● **Text passage**
# # # #

When running the test program below linked against TBB 2020.2 on either of the i7 or Ryzen 9 test environments, the CPU usage in only goes up to about the 40-60% range. When running it linked against oneTBB 2022.1, the CPU usage goes up to nearly 100%.
So really, the question here is one of why? AFAICT, we hit 100% CPU usage in oneTBB because in each iteration of the loop, two different threads end up processing the tasks. This effectively causes all cores to be used. But in TBB, this also happens but it seems to favour the main thread more often, leading to the reduced CPU usage. I would have chalked this up to possibly better scheduling in oneTBB but the odd thing is that it doesn't reproduce on the i9's. And I see the same behaviour against either our Windows or Linux test environments ruling out OS differences.

# # # #

● **Collected data**
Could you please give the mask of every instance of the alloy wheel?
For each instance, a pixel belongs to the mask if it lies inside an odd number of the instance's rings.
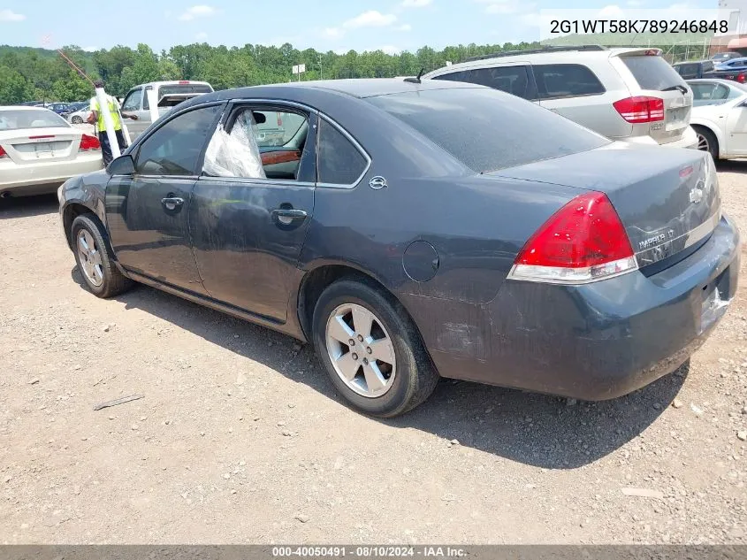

# # # #

● **What you need to do**
From the post about TBB CPU usage, retype the part that opens with the words containing "When running the" and closes with "to nearly 100%.".

● **Output of the task**
When running the test program below linked against TBB 2020.2 on either of the i7 or Ryzen 9 test environments, the CPU usage in only goes up to about the 40-60% range. When running it linked against oneTBB 2022.1, the CPU usage goes up to nearly 100%.